#### [Material for the task]
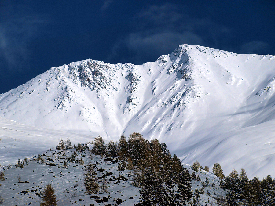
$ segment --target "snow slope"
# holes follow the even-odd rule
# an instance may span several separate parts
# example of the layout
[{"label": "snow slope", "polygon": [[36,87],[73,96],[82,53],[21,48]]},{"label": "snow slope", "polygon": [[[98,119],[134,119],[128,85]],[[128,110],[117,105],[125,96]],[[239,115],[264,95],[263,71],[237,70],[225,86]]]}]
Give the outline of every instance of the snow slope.
[{"label": "snow slope", "polygon": [[52,67],[0,95],[0,117],[109,140],[138,132],[186,164],[274,176],[274,56],[181,45],[141,65]]},{"label": "snow slope", "polygon": [[[15,164],[10,165],[9,168],[4,167],[2,171],[5,180],[0,181],[0,194],[5,201],[2,205],[39,205],[42,201],[40,192],[48,183],[55,190],[59,206],[140,205],[138,203],[142,199],[140,193],[141,189],[132,185],[133,171],[118,170],[118,163],[120,162],[117,157],[101,159],[87,150],[81,153],[78,152],[75,159],[78,160],[82,158],[84,165],[82,165],[77,162],[70,162],[67,159],[74,151],[75,150],[67,150],[65,155],[60,150],[42,152],[40,154],[45,160],[44,163],[38,162],[36,160],[38,155],[35,154],[34,158],[28,159],[28,165],[22,169],[16,168]],[[91,156],[92,160],[90,158]],[[68,168],[63,166],[64,161],[68,162]],[[89,161],[95,166],[101,187],[99,192],[94,195],[86,195],[83,184],[83,169]],[[194,172],[189,165],[184,164],[183,167],[189,170],[190,174]],[[204,191],[204,194],[201,195],[200,205],[209,205],[211,201],[215,202],[214,197],[226,195],[227,192],[219,187],[220,181],[217,177],[200,169],[195,172],[201,181],[192,180],[192,189],[194,191],[196,188],[203,188]],[[20,183],[18,182],[19,177]],[[204,188],[202,183],[205,183],[207,177],[209,184]],[[108,190],[105,193],[101,188],[104,179],[107,181]],[[207,194],[207,190],[210,196]]]}]

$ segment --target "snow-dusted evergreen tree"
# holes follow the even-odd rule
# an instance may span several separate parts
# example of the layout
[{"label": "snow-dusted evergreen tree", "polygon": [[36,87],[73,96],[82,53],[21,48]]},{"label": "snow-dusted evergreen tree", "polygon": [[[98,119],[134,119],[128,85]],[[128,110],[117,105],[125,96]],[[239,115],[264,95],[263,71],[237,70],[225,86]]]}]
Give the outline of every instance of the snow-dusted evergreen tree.
[{"label": "snow-dusted evergreen tree", "polygon": [[134,132],[130,135],[127,142],[127,150],[128,154],[134,165],[137,164],[139,160],[144,159],[145,139],[140,133]]},{"label": "snow-dusted evergreen tree", "polygon": [[107,148],[108,149],[108,156],[109,157],[117,157],[118,156],[118,147],[112,140],[108,143]]},{"label": "snow-dusted evergreen tree", "polygon": [[193,179],[195,180],[196,179],[196,173],[195,173],[195,172],[193,172],[192,173],[192,174],[191,175],[191,178],[192,179]]},{"label": "snow-dusted evergreen tree", "polygon": [[60,150],[64,150],[66,149],[65,146],[65,143],[64,140],[62,139],[62,138],[61,137],[59,140],[59,142],[58,143],[58,146]]},{"label": "snow-dusted evergreen tree", "polygon": [[118,171],[123,171],[126,169],[127,164],[125,161],[122,160],[121,162],[119,163],[117,166],[117,170]]},{"label": "snow-dusted evergreen tree", "polygon": [[185,168],[181,170],[179,178],[177,182],[179,192],[181,194],[182,200],[189,201],[193,196],[191,176],[188,171]]},{"label": "snow-dusted evergreen tree", "polygon": [[4,181],[5,180],[5,175],[4,172],[3,172],[3,169],[1,170],[0,172],[0,181]]},{"label": "snow-dusted evergreen tree", "polygon": [[200,195],[200,191],[198,188],[196,188],[195,190],[194,193],[194,198],[193,200],[193,203],[196,206],[199,206],[200,203],[201,198]]},{"label": "snow-dusted evergreen tree", "polygon": [[42,192],[43,200],[40,206],[57,206],[57,201],[54,195],[54,190],[50,183],[47,184]]},{"label": "snow-dusted evergreen tree", "polygon": [[262,206],[275,205],[275,180],[270,175],[262,179],[261,203]]},{"label": "snow-dusted evergreen tree", "polygon": [[100,187],[101,189],[101,192],[103,193],[107,193],[109,192],[108,189],[108,186],[107,185],[108,183],[108,180],[106,178],[104,178],[102,181],[102,185]]},{"label": "snow-dusted evergreen tree", "polygon": [[23,169],[24,168],[24,165],[20,161],[20,159],[19,158],[18,158],[18,162],[17,162],[17,164],[16,164],[16,168],[19,168],[20,169]]},{"label": "snow-dusted evergreen tree", "polygon": [[66,140],[66,149],[69,150],[71,149],[72,149],[72,143],[71,142],[71,140],[68,137]]},{"label": "snow-dusted evergreen tree", "polygon": [[94,141],[92,142],[94,147],[91,152],[96,155],[102,155],[105,156],[107,154],[107,148],[105,145],[105,142],[103,137],[98,135],[97,137],[94,138]]},{"label": "snow-dusted evergreen tree", "polygon": [[98,192],[99,186],[97,183],[97,173],[93,168],[93,165],[89,162],[84,169],[84,182],[86,188],[85,193],[87,194],[96,194]]},{"label": "snow-dusted evergreen tree", "polygon": [[238,174],[237,171],[235,169],[235,168],[233,168],[232,172],[229,173],[229,176],[230,178],[235,179],[237,179],[239,177],[239,174]]},{"label": "snow-dusted evergreen tree", "polygon": [[196,172],[199,171],[199,169],[201,167],[199,161],[197,160],[196,162],[194,162],[193,163],[193,164],[191,166],[191,168],[193,170],[194,170]]},{"label": "snow-dusted evergreen tree", "polygon": [[83,151],[83,147],[80,143],[79,143],[77,144],[77,146],[76,147],[76,150],[77,151],[79,152],[82,152]]},{"label": "snow-dusted evergreen tree", "polygon": [[39,162],[39,161],[41,160],[41,156],[40,154],[38,154],[38,157],[37,157],[37,162]]},{"label": "snow-dusted evergreen tree", "polygon": [[126,137],[124,135],[122,134],[120,136],[118,144],[118,155],[120,160],[126,160],[127,159],[127,142]]},{"label": "snow-dusted evergreen tree", "polygon": [[208,167],[208,166],[207,165],[204,167],[204,171],[209,172],[209,168]]},{"label": "snow-dusted evergreen tree", "polygon": [[161,205],[165,190],[162,175],[150,169],[146,170],[144,175],[143,186],[141,192],[145,199],[144,205]]},{"label": "snow-dusted evergreen tree", "polygon": [[72,154],[72,156],[70,159],[70,161],[71,162],[75,162],[75,157],[73,153]]},{"label": "snow-dusted evergreen tree", "polygon": [[84,164],[84,161],[83,160],[82,157],[81,157],[81,159],[80,159],[80,160],[79,161],[79,164],[80,164],[80,165],[83,165]]},{"label": "snow-dusted evergreen tree", "polygon": [[214,164],[212,171],[215,175],[221,179],[223,179],[225,177],[223,172],[222,172],[222,167],[218,163],[215,163]]},{"label": "snow-dusted evergreen tree", "polygon": [[5,202],[5,200],[2,197],[2,196],[0,195],[0,204],[3,204]]},{"label": "snow-dusted evergreen tree", "polygon": [[64,160],[64,162],[63,162],[63,164],[64,168],[66,168],[66,169],[68,168],[68,164],[67,163],[67,162],[65,160]]}]

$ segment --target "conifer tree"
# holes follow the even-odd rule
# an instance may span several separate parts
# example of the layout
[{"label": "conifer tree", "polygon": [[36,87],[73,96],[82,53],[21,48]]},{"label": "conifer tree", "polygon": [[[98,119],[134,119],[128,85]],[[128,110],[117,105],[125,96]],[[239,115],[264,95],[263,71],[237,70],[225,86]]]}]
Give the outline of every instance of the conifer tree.
[{"label": "conifer tree", "polygon": [[38,154],[38,157],[37,157],[37,162],[39,162],[39,161],[41,160],[41,157],[40,154]]},{"label": "conifer tree", "polygon": [[194,162],[193,163],[193,164],[191,166],[191,168],[193,170],[194,170],[196,172],[199,171],[199,169],[200,168],[201,166],[200,163],[197,160],[196,162]]},{"label": "conifer tree", "polygon": [[68,137],[66,140],[66,149],[70,150],[72,148],[72,143],[71,142],[71,140]]},{"label": "conifer tree", "polygon": [[200,198],[200,191],[198,188],[196,188],[195,189],[194,195],[193,202],[195,205],[199,206],[201,198]]},{"label": "conifer tree", "polygon": [[62,138],[61,137],[59,140],[59,142],[58,143],[58,146],[60,150],[65,150],[65,143],[64,140],[62,139]]},{"label": "conifer tree", "polygon": [[263,178],[261,183],[262,188],[261,197],[262,205],[274,205],[275,204],[275,180],[270,175]]},{"label": "conifer tree", "polygon": [[165,189],[161,175],[154,174],[150,170],[146,170],[143,179],[141,194],[145,201],[144,205],[161,205],[163,201]]},{"label": "conifer tree", "polygon": [[98,192],[99,186],[97,183],[97,173],[94,169],[93,165],[89,162],[84,169],[84,183],[86,188],[85,193],[87,194],[96,194]]},{"label": "conifer tree", "polygon": [[196,174],[194,172],[193,172],[192,173],[192,174],[191,175],[191,178],[192,179],[193,179],[194,180],[196,180]]},{"label": "conifer tree", "polygon": [[207,165],[204,167],[204,170],[209,172],[209,168]]},{"label": "conifer tree", "polygon": [[234,178],[237,179],[239,178],[239,174],[236,170],[235,169],[235,168],[233,168],[233,169],[229,175],[229,177],[231,178]]},{"label": "conifer tree", "polygon": [[77,151],[79,152],[82,152],[83,151],[83,147],[80,143],[79,143],[77,144],[77,146],[76,147]]},{"label": "conifer tree", "polygon": [[57,206],[54,190],[51,184],[49,183],[46,186],[42,193],[43,201],[40,206]]},{"label": "conifer tree", "polygon": [[118,155],[119,156],[119,159],[121,160],[126,160],[127,158],[127,142],[126,137],[124,135],[122,134],[119,140],[118,144]]},{"label": "conifer tree", "polygon": [[67,168],[68,168],[68,164],[67,164],[67,161],[64,161],[63,164],[64,164],[64,167],[65,168],[66,168],[66,169]]},{"label": "conifer tree", "polygon": [[134,132],[129,136],[127,142],[127,152],[134,165],[139,160],[144,159],[146,151],[145,139],[140,133]]},{"label": "conifer tree", "polygon": [[176,183],[179,192],[183,200],[185,201],[190,201],[193,196],[191,179],[190,174],[186,169],[183,168],[181,170],[178,180]]},{"label": "conifer tree", "polygon": [[102,181],[102,185],[101,187],[102,192],[103,193],[107,193],[109,192],[108,186],[107,185],[108,184],[108,180],[106,178],[104,178]]},{"label": "conifer tree", "polygon": [[133,164],[133,161],[132,159],[129,157],[128,159],[128,164],[127,164],[127,170],[131,170],[134,169],[134,166]]},{"label": "conifer tree", "polygon": [[71,162],[75,162],[75,155],[73,153],[72,154],[72,156],[70,159],[70,161]]},{"label": "conifer tree", "polygon": [[118,147],[112,140],[110,141],[107,146],[108,156],[109,157],[117,157],[118,156]]},{"label": "conifer tree", "polygon": [[22,164],[22,163],[20,161],[20,159],[19,158],[18,158],[18,162],[17,162],[17,164],[16,164],[16,168],[19,168],[20,169],[23,169],[24,168],[24,165]]},{"label": "conifer tree", "polygon": [[91,152],[96,155],[102,154],[105,156],[107,154],[107,149],[105,145],[105,142],[103,137],[98,135],[97,137],[94,138],[94,142],[92,142],[94,147],[92,149]]},{"label": "conifer tree", "polygon": [[3,169],[0,172],[0,181],[4,181],[5,180],[5,174],[3,172]]},{"label": "conifer tree", "polygon": [[225,177],[223,173],[222,172],[222,167],[218,163],[215,163],[214,164],[212,168],[213,174],[218,177],[222,179]]},{"label": "conifer tree", "polygon": [[5,202],[5,200],[2,197],[2,196],[0,196],[0,204],[3,204]]},{"label": "conifer tree", "polygon": [[83,159],[82,159],[82,157],[81,158],[80,160],[80,163],[79,163],[80,165],[83,165],[84,164],[84,161],[83,160]]}]

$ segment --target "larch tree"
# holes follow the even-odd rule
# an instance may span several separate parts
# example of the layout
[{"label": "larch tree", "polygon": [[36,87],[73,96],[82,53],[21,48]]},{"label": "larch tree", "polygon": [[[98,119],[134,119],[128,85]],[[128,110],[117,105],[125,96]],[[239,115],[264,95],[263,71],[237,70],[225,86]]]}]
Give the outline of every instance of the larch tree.
[{"label": "larch tree", "polygon": [[54,190],[51,184],[49,183],[46,186],[42,193],[43,201],[40,206],[57,206]]}]

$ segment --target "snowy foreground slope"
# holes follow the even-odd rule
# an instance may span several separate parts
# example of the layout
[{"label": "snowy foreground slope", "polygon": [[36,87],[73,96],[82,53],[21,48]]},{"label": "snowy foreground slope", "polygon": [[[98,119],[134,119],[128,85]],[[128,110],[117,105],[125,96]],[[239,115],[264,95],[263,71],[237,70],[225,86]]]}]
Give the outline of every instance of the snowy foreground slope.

#### [Task to carry out]
Put every line above, from the first one up to and including the line containing "Give the outline of every instance of the snow slope.", into a JSON list of strings with one string per line, omitting blank lines and the pictures.

#### [Result]
[
  "$ segment --target \"snow slope\"",
  "# holes follow the even-odd rule",
  "# an instance may span several separate parts",
  "# example of the layout",
  "[{\"label\": \"snow slope\", \"polygon\": [[36,87],[73,96],[82,53],[21,48]]},{\"label\": \"snow slope\", \"polygon\": [[[98,119],[134,119],[128,85]],[[128,110],[117,105],[125,96]],[[239,115],[264,95],[263,71],[237,70],[225,86]]]}]",
  "Give the outline of every instance of the snow slope."
]